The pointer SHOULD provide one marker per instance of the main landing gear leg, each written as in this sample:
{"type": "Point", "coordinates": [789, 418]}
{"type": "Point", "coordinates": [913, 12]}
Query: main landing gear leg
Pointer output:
====================
▶ Your objective:
Every entry in the listing must be retyped exactly.

▶ Answer to this problem:
The pointer SHOULD provide one marker per instance of the main landing gear leg, each written as in this sample:
{"type": "Point", "coordinates": [789, 418]}
{"type": "Point", "coordinates": [913, 12]}
Query: main landing gear leg
Pointer output:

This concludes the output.